## Saved data entries

------------------------------------------------------------

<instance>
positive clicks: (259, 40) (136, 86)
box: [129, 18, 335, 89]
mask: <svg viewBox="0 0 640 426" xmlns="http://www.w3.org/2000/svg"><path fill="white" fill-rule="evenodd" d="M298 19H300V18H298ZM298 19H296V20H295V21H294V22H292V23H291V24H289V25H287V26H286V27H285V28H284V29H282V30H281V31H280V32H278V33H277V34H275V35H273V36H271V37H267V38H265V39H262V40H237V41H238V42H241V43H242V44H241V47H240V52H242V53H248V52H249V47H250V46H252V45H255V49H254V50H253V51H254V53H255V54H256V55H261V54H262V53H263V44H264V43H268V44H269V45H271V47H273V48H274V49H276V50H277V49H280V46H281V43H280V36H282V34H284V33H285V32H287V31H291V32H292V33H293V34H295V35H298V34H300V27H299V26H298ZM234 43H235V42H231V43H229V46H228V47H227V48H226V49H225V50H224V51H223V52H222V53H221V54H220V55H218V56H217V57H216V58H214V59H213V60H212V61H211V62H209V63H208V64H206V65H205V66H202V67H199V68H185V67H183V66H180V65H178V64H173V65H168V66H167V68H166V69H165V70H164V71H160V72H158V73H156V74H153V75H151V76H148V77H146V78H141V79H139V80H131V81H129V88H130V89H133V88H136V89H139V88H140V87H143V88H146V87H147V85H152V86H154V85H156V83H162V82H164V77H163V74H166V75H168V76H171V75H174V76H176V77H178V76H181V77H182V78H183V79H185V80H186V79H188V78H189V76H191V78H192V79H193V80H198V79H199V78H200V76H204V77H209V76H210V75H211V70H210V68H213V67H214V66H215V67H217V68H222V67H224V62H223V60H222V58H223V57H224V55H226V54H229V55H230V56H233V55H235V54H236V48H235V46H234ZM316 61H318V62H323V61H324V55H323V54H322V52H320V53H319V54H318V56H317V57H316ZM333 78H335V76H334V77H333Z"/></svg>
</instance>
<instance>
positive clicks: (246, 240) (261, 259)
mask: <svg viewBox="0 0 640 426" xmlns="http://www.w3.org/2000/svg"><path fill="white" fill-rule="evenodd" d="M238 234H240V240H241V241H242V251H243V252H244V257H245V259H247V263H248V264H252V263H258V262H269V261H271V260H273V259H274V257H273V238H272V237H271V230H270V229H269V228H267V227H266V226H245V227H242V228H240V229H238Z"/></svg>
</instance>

------------------------------------------------------------

## Problem to work on
When you reach this point, go back and write out each record above exactly.

## Answer box
<instance>
positive clicks: (259, 40) (136, 86)
box: [129, 18, 335, 89]
mask: <svg viewBox="0 0 640 426" xmlns="http://www.w3.org/2000/svg"><path fill="white" fill-rule="evenodd" d="M298 19H300V18H298ZM298 19H296V20H295V21H294V22H292V23H291V24H289V25H287V26H286V27H285V28H284V29H282V30H281V31H280V32H278V33H277V34H275V35H273V36H271V37H267V38H265V39H262V40H237V41H238V42H241V43H242V44H241V47H240V52H242V53H248V52H249V47H250V46H252V45H255V49H254V50H253V51H254V53H255V54H256V55H261V54H262V53H263V44H264V43H268V44H269V45H271V47H273V48H274V49H276V50H277V49H280V46H281V43H280V36H282V34H284V33H285V32H287V31H291V32H292V33H293V34H295V35H298V34H300V27H299V26H298ZM234 43H235V42H231V43H229V46H228V47H227V48H226V49H225V50H224V51H223V52H222V53H221V54H220V55H218V56H217V57H216V58H214V59H213V60H212V61H211V62H209V63H208V64H206V65H205V66H202V67H199V68H185V67H183V66H180V65H178V64H173V65H168V66H167V68H166V69H165V70H164V71H160V72H158V73H156V74H153V75H151V76H148V77H146V78H141V79H139V80H131V81H129V88H130V89H133V88H136V89H139V88H140V87H143V88H146V87H147V85H152V86H154V85H156V83H162V82H164V77H163V74H166V75H168V76H171V75H174V76H176V77H178V76H181V77H182V78H183V79H185V80H186V79H188V78H189V76H191V78H192V79H193V80H198V79H199V78H200V76H204V77H209V76H210V75H211V70H210V68H213V67H214V66H215V67H217V68H222V67H224V62H223V60H222V58H223V57H224V55H226V54H229V55H230V56H233V55H235V54H236V48H235V46H234ZM316 61H318V62H323V61H324V55H323V54H322V52H320V53H319V54H318V56H317V57H316ZM333 78H335V76H334V77H333Z"/></svg>
</instance>
<instance>
positive clicks: (246, 240) (261, 259)
mask: <svg viewBox="0 0 640 426" xmlns="http://www.w3.org/2000/svg"><path fill="white" fill-rule="evenodd" d="M238 234H240V240H241V241H242V251H243V252H244V257H245V259H247V263H248V264H252V263H258V262H269V261H271V260H273V259H274V257H273V238H272V237H271V230H270V229H269V228H267V227H266V226H245V227H242V228H240V229H238Z"/></svg>
</instance>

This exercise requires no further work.